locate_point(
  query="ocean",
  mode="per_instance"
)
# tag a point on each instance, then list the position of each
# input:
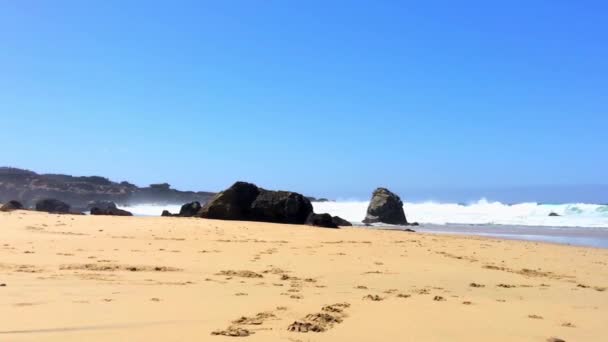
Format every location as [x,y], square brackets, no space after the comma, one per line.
[580,224]
[477,213]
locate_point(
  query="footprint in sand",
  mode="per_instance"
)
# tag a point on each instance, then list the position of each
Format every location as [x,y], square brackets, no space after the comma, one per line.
[374,298]
[321,321]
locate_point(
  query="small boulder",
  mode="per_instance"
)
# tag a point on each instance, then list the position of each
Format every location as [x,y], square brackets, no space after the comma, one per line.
[50,205]
[321,220]
[110,212]
[385,207]
[190,209]
[338,221]
[11,205]
[104,205]
[231,204]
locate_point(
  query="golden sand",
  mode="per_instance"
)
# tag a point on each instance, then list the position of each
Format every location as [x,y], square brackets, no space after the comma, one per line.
[84,278]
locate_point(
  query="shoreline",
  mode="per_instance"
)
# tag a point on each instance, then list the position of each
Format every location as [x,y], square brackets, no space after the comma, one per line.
[567,236]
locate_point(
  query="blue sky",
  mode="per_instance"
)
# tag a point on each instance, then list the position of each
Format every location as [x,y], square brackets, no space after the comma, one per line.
[330,98]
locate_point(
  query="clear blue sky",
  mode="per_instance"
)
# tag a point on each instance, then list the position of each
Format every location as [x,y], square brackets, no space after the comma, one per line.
[329,98]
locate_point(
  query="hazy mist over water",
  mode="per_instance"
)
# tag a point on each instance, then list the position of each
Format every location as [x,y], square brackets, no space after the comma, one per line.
[551,194]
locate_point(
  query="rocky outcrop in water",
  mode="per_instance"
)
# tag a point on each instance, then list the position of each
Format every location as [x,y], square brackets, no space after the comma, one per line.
[321,220]
[190,209]
[245,201]
[51,205]
[385,207]
[338,221]
[110,212]
[29,187]
[11,205]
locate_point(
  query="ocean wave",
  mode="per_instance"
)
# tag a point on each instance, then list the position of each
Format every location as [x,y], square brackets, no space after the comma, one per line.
[484,212]
[480,212]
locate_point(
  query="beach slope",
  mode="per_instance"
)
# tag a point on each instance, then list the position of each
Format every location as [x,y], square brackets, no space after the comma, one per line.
[82,278]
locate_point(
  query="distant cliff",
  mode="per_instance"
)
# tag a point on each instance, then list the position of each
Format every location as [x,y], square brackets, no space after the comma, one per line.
[29,187]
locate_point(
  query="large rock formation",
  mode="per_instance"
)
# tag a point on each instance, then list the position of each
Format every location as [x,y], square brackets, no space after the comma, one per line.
[280,207]
[321,220]
[245,201]
[11,205]
[338,221]
[29,187]
[190,209]
[233,203]
[385,207]
[51,205]
[103,205]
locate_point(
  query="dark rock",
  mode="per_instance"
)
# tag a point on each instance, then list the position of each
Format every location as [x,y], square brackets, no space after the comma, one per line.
[190,209]
[280,207]
[110,212]
[321,220]
[385,207]
[53,206]
[233,203]
[104,205]
[11,205]
[338,221]
[314,199]
[245,201]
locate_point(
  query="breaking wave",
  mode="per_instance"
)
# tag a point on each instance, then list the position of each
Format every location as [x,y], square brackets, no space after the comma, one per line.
[484,212]
[480,212]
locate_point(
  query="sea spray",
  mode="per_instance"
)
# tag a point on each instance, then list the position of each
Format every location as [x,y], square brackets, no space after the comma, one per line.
[480,212]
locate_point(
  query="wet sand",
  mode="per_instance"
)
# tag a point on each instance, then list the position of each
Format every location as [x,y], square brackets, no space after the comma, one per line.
[83,278]
[575,236]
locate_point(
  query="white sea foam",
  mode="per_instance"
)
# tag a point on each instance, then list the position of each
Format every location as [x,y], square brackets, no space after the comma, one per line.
[484,212]
[480,212]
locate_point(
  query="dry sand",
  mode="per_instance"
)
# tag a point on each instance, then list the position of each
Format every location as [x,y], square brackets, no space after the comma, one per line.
[83,278]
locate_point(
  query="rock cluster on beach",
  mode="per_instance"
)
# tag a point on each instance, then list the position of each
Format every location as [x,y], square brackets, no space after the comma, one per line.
[11,205]
[247,202]
[109,209]
[51,205]
[385,207]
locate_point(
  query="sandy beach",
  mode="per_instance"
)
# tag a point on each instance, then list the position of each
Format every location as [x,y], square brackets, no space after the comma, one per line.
[84,278]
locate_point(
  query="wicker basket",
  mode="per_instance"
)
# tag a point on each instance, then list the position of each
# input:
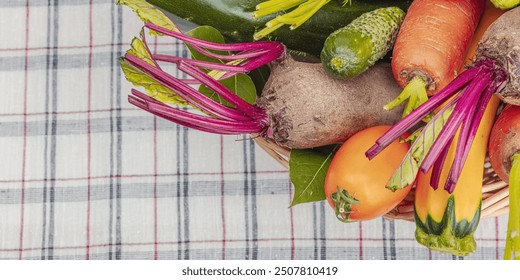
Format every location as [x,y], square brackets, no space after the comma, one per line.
[495,192]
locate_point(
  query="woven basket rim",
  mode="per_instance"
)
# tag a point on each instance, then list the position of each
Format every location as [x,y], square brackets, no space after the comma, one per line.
[495,192]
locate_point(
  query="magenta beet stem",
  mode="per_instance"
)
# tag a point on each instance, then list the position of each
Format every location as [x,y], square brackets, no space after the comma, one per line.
[193,120]
[419,113]
[464,106]
[187,92]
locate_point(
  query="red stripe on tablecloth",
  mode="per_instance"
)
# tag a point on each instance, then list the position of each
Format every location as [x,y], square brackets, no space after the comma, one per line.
[213,241]
[222,197]
[136,176]
[71,47]
[24,156]
[293,247]
[69,112]
[169,243]
[155,225]
[89,144]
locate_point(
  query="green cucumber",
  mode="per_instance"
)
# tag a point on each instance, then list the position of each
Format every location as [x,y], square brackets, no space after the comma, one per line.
[351,50]
[234,19]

■ YOUR INSTRUCTIONS ■
Every line above that includes the word "basket" should be listed.

■ SOLUTION FOR THIS TASK ■
  query="wicker basket",
  query="woven basket rim",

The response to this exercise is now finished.